Saved entries:
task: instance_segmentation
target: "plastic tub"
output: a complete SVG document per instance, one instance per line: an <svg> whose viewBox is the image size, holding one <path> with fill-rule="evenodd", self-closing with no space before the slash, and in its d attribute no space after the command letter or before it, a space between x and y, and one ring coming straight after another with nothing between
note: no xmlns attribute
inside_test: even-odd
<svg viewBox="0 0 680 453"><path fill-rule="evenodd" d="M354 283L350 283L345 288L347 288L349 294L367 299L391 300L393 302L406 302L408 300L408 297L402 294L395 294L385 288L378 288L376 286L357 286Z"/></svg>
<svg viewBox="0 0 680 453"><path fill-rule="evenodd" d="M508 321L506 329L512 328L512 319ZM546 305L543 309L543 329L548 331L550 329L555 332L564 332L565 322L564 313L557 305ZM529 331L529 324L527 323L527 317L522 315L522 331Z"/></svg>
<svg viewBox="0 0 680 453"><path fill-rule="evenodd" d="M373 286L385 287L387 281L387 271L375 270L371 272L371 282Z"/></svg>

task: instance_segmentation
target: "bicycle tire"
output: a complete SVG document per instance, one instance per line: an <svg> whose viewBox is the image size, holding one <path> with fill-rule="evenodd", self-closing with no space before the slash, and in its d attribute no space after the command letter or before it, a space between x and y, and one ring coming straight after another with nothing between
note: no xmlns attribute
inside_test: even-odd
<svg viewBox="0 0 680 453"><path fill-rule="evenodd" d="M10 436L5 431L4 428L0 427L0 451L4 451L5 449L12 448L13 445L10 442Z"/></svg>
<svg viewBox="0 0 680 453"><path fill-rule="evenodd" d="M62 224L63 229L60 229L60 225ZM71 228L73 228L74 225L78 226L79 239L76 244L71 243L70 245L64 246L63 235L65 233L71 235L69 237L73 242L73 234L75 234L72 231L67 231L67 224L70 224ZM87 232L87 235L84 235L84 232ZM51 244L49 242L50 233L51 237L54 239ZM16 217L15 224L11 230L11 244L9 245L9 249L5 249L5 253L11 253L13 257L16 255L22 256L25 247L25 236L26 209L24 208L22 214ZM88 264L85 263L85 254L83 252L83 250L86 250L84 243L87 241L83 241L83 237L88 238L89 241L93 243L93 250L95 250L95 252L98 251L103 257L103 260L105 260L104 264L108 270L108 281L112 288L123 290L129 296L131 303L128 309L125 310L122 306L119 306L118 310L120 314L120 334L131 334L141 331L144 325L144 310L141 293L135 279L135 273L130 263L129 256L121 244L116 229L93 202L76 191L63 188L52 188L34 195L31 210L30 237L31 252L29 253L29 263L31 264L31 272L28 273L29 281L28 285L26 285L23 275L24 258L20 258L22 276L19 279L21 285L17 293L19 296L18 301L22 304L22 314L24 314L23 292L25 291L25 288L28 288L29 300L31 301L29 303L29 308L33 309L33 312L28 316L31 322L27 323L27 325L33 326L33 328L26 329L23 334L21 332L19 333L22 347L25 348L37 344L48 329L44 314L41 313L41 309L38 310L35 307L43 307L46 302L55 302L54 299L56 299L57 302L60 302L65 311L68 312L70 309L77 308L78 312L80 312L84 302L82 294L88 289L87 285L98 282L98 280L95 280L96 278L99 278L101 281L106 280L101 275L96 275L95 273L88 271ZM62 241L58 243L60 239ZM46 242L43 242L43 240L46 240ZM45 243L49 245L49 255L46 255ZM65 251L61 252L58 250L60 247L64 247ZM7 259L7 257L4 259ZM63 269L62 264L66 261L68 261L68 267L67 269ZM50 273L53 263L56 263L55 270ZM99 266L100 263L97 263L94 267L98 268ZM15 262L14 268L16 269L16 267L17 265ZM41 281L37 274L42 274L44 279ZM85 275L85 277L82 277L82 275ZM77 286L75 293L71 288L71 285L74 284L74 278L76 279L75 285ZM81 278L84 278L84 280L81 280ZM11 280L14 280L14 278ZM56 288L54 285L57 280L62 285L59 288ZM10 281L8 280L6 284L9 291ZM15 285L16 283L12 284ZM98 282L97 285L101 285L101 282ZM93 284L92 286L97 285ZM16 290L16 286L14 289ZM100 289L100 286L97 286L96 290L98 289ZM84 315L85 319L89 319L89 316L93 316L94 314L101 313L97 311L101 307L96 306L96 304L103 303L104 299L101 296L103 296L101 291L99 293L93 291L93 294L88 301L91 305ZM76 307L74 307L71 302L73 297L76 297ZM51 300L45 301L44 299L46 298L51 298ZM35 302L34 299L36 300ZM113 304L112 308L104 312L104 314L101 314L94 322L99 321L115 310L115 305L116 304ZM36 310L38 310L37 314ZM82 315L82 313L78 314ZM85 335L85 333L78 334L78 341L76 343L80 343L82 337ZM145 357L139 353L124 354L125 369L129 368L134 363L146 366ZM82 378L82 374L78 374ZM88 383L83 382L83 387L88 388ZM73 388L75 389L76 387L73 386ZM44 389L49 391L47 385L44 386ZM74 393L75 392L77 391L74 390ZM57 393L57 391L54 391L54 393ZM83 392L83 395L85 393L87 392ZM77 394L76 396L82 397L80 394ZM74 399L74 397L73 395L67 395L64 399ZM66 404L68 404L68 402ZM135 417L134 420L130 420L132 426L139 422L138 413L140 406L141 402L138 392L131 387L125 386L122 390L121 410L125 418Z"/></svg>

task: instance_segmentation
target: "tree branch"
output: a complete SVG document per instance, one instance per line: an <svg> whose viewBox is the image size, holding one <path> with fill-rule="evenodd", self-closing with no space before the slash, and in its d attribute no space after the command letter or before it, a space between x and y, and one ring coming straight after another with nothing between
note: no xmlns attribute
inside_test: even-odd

--

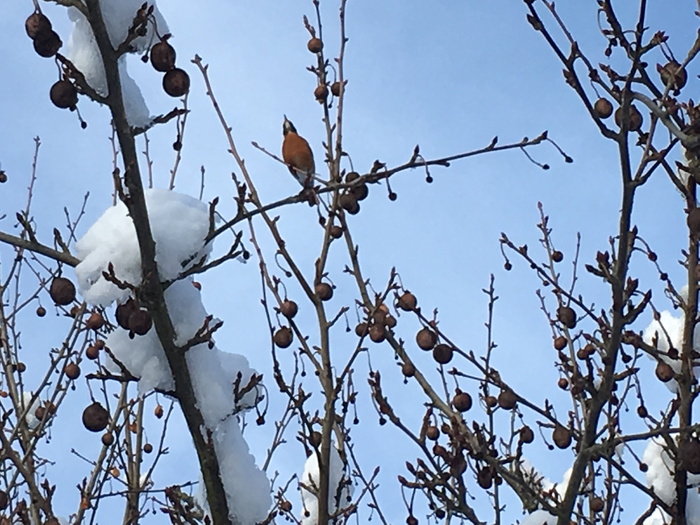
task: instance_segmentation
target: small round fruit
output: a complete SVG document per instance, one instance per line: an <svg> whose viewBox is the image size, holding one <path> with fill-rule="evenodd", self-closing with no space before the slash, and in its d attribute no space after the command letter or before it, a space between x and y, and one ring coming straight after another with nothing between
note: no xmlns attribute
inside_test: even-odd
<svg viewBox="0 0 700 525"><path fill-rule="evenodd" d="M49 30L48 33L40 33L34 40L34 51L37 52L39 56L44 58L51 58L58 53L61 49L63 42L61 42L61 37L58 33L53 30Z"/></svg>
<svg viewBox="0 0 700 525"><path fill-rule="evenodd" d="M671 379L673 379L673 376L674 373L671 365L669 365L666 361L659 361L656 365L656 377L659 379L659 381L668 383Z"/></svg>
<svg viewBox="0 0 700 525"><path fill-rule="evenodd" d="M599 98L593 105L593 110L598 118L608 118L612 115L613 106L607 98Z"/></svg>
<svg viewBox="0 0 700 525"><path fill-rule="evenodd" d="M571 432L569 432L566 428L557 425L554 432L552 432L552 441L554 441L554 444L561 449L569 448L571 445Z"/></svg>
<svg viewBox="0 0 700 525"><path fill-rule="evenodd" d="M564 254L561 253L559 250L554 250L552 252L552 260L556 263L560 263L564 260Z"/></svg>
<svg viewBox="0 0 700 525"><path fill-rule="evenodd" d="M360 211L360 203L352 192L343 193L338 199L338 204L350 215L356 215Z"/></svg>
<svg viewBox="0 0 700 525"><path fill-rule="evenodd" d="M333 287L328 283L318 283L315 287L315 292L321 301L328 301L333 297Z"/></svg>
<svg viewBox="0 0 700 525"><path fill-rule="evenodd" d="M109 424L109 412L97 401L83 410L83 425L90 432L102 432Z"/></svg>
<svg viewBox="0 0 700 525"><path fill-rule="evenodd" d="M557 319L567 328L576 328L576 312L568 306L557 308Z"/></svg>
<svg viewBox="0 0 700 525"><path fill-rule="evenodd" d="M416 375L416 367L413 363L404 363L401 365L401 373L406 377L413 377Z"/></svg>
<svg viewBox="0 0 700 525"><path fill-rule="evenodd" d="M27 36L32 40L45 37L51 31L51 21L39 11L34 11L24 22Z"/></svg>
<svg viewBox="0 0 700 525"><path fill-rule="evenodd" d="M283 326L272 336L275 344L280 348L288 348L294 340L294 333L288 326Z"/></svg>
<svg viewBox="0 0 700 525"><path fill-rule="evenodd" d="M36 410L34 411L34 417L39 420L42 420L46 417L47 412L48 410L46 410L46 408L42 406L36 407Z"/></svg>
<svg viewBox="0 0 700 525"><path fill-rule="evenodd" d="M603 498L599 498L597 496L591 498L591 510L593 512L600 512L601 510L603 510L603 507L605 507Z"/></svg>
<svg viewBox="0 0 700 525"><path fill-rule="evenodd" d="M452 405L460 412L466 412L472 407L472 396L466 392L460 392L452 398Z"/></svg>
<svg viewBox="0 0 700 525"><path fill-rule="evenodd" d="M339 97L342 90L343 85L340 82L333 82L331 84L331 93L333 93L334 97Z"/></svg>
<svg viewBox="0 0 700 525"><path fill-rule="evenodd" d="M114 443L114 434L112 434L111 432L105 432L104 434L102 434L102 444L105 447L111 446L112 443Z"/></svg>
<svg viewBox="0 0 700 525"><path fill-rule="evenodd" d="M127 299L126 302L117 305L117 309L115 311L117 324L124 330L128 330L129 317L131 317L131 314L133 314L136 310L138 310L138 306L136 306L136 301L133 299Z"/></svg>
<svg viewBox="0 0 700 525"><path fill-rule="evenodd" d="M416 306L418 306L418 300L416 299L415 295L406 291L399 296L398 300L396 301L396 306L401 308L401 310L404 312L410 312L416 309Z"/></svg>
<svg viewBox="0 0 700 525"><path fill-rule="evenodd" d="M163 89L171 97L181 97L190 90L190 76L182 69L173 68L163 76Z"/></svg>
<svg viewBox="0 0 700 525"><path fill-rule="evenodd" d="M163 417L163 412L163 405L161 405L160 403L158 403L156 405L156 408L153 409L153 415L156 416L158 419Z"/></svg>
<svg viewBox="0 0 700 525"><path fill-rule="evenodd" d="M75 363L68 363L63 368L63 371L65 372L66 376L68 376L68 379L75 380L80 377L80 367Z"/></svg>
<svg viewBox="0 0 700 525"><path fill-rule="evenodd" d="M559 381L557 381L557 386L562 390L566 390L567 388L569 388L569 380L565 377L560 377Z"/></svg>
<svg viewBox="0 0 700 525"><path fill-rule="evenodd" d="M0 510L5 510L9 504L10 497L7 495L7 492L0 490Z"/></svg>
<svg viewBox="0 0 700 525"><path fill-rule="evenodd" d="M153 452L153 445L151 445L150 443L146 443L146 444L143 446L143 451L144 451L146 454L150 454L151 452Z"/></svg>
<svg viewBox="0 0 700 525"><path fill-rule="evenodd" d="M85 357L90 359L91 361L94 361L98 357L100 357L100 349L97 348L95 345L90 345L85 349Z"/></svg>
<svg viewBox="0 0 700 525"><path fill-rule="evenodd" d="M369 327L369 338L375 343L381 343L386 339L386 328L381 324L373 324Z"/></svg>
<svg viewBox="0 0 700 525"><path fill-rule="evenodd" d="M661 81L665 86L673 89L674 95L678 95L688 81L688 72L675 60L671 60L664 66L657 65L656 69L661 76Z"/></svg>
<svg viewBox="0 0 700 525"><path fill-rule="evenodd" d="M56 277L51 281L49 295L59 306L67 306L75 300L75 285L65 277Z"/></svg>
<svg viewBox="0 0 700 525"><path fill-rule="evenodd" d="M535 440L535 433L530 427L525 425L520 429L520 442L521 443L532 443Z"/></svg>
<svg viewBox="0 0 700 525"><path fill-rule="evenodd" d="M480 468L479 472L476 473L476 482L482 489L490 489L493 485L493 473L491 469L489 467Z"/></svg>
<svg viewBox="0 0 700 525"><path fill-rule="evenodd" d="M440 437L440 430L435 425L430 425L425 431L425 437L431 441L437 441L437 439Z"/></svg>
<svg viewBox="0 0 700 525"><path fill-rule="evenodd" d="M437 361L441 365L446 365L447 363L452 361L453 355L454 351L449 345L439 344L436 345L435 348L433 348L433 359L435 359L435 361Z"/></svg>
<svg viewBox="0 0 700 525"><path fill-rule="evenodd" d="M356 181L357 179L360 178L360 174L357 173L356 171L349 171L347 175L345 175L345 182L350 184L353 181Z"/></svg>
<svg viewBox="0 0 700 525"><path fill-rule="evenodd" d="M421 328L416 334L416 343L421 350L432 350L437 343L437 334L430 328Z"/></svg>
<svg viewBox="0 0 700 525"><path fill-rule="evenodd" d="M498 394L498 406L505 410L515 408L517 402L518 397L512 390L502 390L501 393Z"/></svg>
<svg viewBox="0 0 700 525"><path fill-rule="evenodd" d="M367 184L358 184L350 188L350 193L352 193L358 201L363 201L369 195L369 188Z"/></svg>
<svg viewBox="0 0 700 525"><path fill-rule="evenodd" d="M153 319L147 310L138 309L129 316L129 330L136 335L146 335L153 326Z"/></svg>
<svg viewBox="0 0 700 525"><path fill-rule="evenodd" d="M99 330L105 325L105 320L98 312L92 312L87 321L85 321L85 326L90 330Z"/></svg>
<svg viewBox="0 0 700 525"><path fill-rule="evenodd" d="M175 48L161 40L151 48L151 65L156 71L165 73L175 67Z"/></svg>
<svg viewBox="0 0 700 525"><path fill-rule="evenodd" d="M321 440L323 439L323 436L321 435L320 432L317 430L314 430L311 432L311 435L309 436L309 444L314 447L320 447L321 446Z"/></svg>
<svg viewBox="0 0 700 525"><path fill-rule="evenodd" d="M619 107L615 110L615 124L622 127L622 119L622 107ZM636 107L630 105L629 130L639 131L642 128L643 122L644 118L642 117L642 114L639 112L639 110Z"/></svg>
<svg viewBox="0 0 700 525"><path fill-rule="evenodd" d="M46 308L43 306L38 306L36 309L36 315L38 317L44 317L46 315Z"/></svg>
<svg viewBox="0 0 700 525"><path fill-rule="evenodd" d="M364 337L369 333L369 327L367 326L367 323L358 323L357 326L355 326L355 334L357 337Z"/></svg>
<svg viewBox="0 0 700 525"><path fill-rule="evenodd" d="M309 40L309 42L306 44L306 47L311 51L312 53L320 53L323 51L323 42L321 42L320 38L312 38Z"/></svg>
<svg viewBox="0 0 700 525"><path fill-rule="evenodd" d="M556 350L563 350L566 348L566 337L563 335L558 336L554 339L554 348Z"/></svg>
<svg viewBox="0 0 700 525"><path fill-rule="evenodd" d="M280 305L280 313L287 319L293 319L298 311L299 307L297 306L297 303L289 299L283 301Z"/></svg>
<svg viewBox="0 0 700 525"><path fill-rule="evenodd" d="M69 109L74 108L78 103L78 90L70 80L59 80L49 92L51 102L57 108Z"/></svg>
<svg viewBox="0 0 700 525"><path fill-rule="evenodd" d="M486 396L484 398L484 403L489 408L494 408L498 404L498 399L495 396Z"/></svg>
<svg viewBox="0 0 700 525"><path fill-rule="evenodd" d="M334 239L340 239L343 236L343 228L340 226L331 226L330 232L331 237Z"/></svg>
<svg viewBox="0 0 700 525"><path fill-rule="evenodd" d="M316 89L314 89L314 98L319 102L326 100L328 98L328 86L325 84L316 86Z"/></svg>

WHAT YOU ARE ASKED TO DO | Look over the entries for "target", then copy every line that includes that string.

ANSWER BELOW |
target: "plastic tub"
target: "bicycle tire"
target: "tree branch"
target: small round fruit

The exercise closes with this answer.